Count how many of the lines below contain the string "frame", treating uppercase and lowercase as different. Reply with the number alone.

Items from a dataset »
<<<<

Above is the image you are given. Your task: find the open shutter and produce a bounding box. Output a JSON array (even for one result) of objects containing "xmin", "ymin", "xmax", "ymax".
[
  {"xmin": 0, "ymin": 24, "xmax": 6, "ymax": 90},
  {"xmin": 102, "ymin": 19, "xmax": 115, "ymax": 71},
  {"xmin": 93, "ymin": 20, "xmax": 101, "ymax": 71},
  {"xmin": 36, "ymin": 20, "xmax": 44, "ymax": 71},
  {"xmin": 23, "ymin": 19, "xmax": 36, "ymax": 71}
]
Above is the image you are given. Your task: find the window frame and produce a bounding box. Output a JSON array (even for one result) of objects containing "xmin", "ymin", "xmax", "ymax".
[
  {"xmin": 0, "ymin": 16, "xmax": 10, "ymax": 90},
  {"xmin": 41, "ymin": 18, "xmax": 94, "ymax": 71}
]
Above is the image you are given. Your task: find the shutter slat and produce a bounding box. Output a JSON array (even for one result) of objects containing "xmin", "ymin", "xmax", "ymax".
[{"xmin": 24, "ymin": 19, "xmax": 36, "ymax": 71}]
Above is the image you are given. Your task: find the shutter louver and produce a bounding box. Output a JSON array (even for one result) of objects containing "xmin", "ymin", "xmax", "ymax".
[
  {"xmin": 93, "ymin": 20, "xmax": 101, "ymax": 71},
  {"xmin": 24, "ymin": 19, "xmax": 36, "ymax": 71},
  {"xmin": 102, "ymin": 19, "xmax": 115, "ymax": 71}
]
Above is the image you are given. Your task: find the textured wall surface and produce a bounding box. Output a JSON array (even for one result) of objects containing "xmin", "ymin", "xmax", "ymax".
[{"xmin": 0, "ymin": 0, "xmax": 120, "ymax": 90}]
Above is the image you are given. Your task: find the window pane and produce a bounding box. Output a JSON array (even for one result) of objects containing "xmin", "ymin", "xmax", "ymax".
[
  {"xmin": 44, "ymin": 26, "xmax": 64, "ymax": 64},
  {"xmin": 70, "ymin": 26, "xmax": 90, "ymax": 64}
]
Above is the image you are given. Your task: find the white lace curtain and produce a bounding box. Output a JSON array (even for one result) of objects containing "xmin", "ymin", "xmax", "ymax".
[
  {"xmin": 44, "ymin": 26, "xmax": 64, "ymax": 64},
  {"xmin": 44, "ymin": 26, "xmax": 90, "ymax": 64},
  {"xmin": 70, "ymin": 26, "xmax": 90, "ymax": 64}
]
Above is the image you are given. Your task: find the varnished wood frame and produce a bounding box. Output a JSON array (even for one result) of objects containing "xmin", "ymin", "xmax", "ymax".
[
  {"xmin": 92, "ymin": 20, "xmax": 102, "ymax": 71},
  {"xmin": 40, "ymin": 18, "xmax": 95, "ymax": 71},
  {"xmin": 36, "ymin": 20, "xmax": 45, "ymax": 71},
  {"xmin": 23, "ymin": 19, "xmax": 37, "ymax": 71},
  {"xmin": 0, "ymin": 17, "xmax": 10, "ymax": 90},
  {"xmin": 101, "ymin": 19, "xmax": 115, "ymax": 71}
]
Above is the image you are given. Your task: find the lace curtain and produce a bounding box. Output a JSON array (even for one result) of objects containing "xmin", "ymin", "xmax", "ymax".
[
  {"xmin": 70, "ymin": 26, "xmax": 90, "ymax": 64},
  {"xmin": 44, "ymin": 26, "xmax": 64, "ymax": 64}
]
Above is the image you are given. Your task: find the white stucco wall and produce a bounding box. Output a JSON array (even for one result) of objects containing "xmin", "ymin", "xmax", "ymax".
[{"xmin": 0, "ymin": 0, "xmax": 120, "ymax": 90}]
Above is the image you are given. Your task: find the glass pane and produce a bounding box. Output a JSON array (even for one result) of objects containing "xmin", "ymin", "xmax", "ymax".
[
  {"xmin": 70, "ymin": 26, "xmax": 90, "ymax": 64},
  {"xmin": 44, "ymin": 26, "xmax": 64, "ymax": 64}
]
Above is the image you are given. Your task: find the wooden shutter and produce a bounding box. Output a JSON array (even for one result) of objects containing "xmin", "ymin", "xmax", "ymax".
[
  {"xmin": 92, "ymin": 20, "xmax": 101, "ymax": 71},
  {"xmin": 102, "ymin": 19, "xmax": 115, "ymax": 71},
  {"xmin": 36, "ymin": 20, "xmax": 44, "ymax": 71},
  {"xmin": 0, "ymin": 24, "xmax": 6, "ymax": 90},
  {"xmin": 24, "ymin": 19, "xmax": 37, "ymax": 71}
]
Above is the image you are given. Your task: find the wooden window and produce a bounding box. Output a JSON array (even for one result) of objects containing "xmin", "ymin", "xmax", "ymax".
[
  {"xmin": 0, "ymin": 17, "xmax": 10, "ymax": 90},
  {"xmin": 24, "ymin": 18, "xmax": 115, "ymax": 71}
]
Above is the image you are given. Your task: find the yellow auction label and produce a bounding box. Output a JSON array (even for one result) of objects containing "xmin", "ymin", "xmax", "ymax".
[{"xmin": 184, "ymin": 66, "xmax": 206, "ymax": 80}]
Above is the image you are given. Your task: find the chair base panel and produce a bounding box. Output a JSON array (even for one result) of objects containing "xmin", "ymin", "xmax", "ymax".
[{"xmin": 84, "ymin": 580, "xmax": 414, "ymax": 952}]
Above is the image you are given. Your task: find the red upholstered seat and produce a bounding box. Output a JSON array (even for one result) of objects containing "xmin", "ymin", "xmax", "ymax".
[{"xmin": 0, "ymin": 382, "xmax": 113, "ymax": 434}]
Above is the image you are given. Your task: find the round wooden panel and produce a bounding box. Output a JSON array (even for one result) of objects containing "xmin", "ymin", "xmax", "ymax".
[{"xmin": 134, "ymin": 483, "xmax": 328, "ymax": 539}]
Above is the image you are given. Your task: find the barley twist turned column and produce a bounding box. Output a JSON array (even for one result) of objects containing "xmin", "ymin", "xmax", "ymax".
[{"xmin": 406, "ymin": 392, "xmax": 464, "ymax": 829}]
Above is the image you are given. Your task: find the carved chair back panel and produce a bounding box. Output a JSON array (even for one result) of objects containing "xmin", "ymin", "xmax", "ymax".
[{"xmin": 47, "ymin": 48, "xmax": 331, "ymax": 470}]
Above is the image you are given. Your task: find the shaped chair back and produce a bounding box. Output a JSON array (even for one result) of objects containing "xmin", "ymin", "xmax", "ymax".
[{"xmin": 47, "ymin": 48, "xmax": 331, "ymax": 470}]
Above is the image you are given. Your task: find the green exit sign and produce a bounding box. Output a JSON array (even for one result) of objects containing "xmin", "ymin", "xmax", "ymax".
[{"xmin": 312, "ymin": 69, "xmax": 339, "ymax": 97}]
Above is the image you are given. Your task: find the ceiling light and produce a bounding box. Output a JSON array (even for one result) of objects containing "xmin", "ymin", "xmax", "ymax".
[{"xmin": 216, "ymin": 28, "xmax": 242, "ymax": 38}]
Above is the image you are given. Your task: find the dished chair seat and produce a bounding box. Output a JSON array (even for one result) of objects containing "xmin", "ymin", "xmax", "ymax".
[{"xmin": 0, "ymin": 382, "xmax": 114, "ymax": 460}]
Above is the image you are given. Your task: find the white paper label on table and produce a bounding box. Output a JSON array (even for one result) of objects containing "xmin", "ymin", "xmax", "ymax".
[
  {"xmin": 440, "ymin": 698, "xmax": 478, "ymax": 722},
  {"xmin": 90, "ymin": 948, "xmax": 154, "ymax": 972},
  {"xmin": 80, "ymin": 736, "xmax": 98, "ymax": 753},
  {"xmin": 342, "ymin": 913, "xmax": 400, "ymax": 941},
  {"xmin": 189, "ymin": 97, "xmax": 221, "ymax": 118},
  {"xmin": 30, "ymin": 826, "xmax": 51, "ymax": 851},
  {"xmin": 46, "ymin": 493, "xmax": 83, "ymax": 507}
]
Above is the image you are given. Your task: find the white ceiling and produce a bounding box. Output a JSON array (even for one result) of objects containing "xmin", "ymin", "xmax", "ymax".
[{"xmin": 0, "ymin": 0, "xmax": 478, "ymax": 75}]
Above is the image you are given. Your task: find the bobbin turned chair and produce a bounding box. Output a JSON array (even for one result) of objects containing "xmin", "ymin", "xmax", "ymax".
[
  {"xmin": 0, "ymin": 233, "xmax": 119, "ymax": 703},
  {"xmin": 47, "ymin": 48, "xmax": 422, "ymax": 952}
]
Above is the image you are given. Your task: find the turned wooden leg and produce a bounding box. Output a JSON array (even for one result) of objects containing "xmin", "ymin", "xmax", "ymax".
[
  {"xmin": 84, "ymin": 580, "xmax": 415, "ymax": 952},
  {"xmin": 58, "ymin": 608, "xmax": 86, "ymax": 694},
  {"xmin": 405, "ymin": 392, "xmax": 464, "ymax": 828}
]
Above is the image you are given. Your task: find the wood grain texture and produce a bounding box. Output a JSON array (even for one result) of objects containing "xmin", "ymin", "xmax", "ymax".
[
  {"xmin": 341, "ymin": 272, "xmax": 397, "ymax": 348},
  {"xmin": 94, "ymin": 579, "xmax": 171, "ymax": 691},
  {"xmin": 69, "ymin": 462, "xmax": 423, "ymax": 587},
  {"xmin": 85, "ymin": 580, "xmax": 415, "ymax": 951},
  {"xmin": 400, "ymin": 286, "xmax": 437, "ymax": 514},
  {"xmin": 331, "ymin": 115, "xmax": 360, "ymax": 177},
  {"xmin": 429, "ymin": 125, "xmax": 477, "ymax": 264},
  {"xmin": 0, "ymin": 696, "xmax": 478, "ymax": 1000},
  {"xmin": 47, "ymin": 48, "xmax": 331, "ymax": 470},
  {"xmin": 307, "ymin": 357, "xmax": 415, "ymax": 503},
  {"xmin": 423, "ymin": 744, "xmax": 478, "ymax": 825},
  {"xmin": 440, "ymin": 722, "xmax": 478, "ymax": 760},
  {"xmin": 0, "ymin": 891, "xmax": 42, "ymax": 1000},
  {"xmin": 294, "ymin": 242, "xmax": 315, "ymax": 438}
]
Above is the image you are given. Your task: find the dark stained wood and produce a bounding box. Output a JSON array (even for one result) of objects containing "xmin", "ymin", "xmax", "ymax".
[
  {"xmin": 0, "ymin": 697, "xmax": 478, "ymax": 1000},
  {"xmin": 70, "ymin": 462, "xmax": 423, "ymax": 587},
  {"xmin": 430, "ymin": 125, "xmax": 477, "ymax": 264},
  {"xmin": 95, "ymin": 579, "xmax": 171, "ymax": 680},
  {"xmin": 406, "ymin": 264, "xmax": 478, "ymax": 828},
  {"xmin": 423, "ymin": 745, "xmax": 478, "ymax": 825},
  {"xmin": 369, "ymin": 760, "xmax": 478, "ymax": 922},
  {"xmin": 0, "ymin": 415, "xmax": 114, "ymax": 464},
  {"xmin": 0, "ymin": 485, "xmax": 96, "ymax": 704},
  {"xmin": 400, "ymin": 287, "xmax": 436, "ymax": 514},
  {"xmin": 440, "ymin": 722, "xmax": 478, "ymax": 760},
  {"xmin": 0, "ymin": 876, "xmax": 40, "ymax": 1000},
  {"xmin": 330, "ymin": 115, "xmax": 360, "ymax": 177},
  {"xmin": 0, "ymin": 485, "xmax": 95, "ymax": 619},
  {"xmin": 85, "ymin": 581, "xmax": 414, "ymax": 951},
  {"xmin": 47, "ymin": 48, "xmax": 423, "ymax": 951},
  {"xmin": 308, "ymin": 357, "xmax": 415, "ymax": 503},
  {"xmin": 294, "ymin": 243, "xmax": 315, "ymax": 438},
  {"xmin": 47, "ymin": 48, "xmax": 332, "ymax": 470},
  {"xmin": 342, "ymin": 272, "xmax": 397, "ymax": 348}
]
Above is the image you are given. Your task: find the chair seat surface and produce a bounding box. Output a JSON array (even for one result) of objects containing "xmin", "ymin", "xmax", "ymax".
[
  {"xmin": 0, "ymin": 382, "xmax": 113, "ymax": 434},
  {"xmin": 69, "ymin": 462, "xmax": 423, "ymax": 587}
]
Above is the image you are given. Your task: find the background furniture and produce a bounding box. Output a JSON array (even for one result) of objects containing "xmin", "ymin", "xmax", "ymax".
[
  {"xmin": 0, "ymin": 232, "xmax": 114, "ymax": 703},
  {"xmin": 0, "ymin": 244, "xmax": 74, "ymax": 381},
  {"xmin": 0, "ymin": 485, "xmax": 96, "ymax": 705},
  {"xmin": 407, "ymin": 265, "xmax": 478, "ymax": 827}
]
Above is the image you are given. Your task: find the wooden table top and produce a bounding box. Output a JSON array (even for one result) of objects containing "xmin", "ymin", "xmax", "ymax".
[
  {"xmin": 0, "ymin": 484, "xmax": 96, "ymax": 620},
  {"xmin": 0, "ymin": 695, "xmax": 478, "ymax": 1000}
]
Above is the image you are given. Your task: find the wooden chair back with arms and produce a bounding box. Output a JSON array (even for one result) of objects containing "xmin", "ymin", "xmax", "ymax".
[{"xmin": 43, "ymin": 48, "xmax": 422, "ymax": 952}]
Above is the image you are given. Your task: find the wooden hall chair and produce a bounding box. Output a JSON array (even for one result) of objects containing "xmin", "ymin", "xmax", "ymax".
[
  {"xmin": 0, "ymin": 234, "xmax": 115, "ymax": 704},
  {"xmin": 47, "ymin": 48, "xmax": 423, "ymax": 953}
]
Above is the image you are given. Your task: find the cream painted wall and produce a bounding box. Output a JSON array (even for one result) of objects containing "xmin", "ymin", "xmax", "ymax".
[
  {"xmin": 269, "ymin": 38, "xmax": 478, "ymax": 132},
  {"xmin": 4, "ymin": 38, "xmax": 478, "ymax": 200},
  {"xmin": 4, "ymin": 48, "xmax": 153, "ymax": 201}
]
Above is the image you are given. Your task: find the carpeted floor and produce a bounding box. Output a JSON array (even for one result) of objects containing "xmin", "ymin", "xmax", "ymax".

>>>>

OUTPUT FOR THIS EXERCISE » 2